EXCERPT TO READ:
On September 21, 2015, Pittman filed the instant pro se PCRA
petition, his sixth. On September 30, 2015, the PCRA court issued notice of
its intent to dismiss the petition as untimely filed without first conducting an
evidentiary hearing. See Pa.R.Crim.P. 907. Pittman filed a response to the
court’s notice, claiming the timing provisions of the PCRA are
unconstitutional. On October 28, 2015, the court dismissed Pittman’s
petition as untimely filed. This appeal followed.3
Pittman frames his sole issue on appeal as follows:
Does 42 Pa.C.S.A. § 9545(b)(1) in itself violate the Suspension
Clause, and as interpreted as a jurisdictional bar, and as
enforced as the same, violate the due process and equal
protection clauses of the U.S. Constitution?

WHAT THIS EXERCISE ASKS:
1: Please quote the passage on Pittman's PCRA petition from "On September 21, 2015, Pittman" to "the U.S. Constitution?".
2: In the passage on Pittman's PCRA petition, on what date did the court dismiss the petition as untimely filed?
3: Carry on with the passage on Pittman's PCRA appeal after its final sentence.

COLLECTED DATA:
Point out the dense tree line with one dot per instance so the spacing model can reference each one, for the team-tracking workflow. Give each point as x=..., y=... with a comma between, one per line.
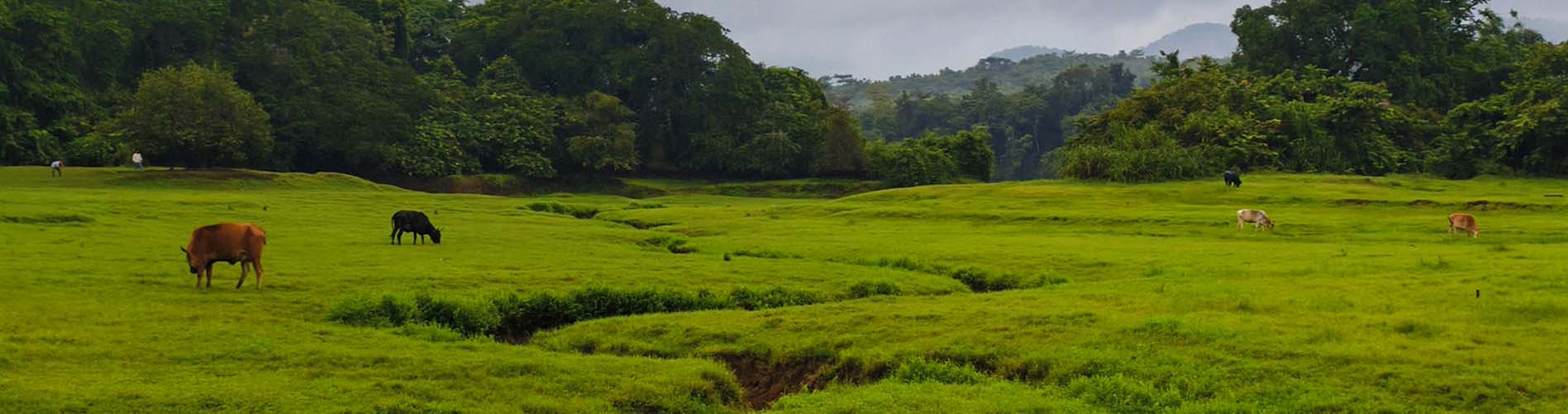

ANSWER SET:
1:
On September 21, 2015, Pittman filed the instant pro se PCRA
petition, his sixth. On September 30, 2015, the PCRA court issued notice of
its intent to dismiss the petition as untimely filed without first conducting an
evidentiary hearing. See Pa.R.Crim.P. 907. Pittman filed a response to the
court’s notice, claiming the timing provisions of the PCRA are
unconstitutional. On October 28, 2015, the court dismissed Pittman’s
petition as untimely filed. This appeal followed.3
Pittman frames his sole issue on appeal as follows:
Does 42 Pa.C.S.A. § 9545(b)(1) in itself violate the Suspension
Clause, and as interpreted as a jurisdictional bar, and as
enforced as the same, violate the due process and equal
protection clauses of the U.S. Constitution?

2: October 28, 2015

3:
Pittman’s Brief at 2.
When considering an appeal from an order denying PCRA relief,
[o]ur standard of review … is whether the record supports the
PCRA court’s determination and whether the PCRA court’s
decision is free of legal error. The PCRA court’s findings will not
be disturbed unless there is no support for the findings in the
certified record.
Commonwealth v. Lawson, 90 A.3d 1, 4 (Pa. Super. 2014) (internal
citations omitted).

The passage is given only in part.